◆ **WHAT NEEDS TO BE DONE**
Gather every row below that contains the word "limit", copying each one in full. Letter case counts.

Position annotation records
= = =

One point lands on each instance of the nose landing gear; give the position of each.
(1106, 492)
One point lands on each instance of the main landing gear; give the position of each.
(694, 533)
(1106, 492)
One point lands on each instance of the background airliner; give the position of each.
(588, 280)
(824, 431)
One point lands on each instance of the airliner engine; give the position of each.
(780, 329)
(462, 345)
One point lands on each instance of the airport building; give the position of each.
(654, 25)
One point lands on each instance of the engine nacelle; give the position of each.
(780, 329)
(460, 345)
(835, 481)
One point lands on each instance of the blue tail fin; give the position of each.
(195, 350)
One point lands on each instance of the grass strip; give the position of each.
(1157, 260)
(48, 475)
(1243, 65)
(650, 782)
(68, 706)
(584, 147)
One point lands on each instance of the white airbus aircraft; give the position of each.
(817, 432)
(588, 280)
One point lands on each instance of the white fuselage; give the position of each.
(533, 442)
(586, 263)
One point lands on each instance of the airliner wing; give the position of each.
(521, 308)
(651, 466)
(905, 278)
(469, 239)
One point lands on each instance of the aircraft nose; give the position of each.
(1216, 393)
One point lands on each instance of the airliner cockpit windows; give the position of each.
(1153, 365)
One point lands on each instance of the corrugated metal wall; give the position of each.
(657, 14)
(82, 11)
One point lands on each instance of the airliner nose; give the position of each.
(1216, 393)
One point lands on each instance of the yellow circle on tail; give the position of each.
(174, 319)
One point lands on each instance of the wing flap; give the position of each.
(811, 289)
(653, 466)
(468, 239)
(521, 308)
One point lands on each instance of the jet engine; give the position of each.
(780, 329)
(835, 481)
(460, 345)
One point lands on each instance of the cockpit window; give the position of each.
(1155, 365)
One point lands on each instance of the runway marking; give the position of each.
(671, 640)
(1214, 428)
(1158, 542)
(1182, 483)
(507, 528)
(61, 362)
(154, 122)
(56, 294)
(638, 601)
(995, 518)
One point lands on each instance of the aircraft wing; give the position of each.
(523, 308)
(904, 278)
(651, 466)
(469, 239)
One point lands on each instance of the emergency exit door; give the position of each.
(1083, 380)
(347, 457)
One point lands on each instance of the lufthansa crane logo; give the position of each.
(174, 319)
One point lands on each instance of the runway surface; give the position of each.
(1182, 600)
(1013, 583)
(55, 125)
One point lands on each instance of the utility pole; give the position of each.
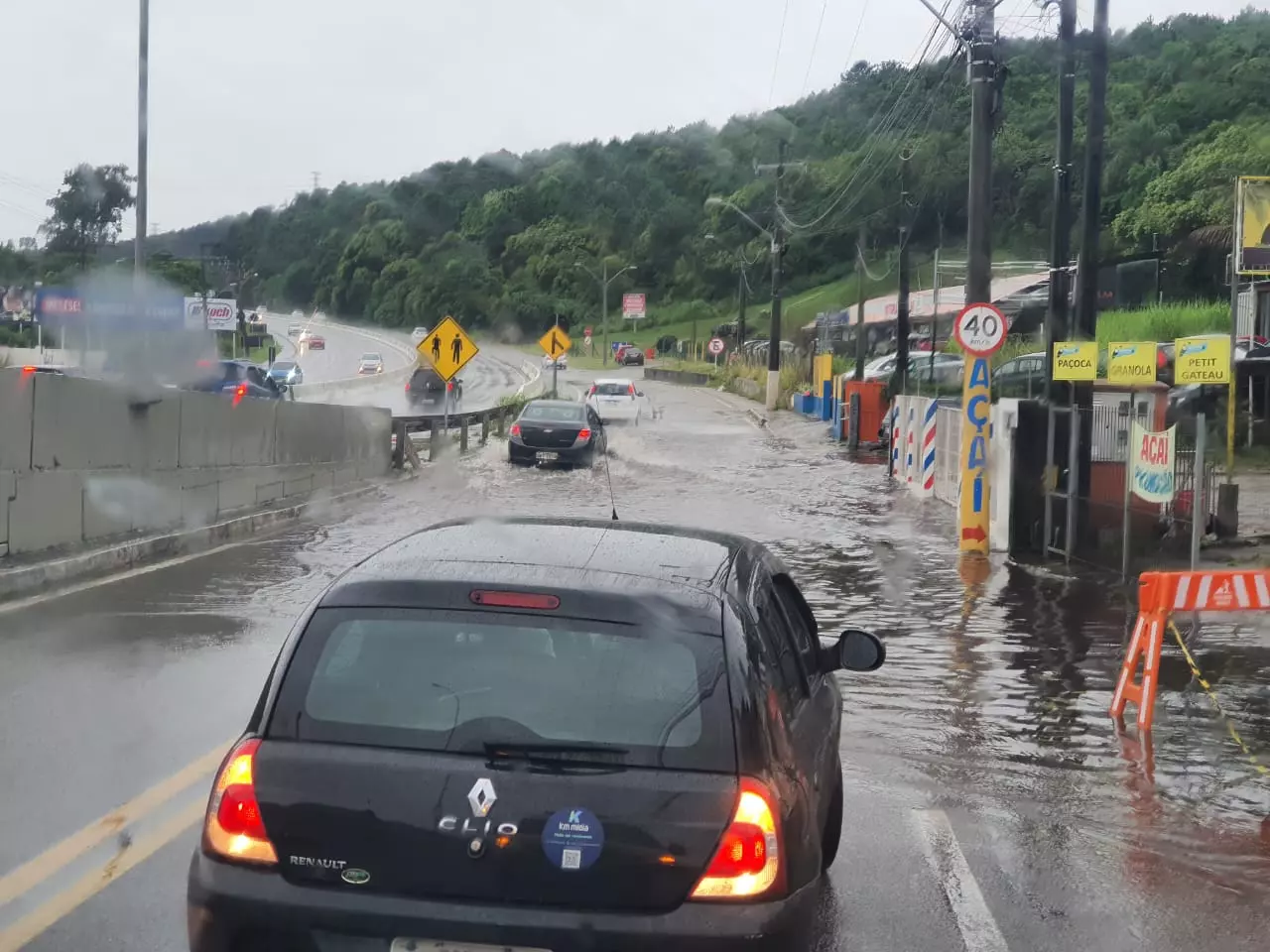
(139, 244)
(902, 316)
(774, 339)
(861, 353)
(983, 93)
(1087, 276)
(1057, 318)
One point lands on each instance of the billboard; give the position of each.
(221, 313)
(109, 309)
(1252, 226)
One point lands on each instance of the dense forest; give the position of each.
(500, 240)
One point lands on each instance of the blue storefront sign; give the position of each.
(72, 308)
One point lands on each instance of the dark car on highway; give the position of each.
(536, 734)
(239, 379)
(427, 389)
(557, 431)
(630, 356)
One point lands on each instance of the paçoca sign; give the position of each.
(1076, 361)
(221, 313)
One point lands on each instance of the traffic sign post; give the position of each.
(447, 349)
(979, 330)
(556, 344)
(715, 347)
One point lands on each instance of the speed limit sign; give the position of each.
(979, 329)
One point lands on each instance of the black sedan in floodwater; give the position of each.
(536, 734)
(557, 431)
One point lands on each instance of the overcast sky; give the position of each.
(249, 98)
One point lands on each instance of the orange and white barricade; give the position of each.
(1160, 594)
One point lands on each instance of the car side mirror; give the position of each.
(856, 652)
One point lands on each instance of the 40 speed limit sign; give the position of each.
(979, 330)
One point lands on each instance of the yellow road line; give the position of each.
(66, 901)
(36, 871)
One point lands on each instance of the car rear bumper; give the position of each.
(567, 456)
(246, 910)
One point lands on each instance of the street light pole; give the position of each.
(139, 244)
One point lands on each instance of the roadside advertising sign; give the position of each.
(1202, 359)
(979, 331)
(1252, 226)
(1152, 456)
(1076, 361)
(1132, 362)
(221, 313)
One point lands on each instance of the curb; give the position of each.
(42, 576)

= = =

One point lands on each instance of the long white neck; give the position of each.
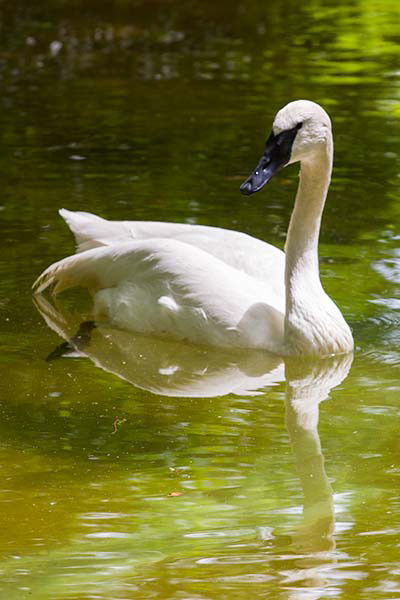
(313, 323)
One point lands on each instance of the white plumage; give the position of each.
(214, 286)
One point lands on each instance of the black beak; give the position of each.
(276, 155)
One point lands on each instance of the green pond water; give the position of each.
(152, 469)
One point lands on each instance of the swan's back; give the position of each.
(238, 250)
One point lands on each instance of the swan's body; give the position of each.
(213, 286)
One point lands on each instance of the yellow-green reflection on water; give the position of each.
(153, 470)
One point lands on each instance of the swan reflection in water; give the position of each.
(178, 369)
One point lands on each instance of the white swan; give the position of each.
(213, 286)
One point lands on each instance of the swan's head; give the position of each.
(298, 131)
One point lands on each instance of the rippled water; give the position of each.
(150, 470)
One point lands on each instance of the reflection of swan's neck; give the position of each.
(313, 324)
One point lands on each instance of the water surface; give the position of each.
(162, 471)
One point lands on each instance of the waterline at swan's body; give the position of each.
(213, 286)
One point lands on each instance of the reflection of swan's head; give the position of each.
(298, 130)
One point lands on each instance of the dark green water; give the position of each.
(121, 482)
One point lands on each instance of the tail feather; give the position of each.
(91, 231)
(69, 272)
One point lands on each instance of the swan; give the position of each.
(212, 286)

= = =

◆ **ANSWER FOR THIS EXERCISE**
One point lands on each instance of the speed limit sign; give the position of each.
One point lands on each instance of the 40 speed limit sign; give the position of each.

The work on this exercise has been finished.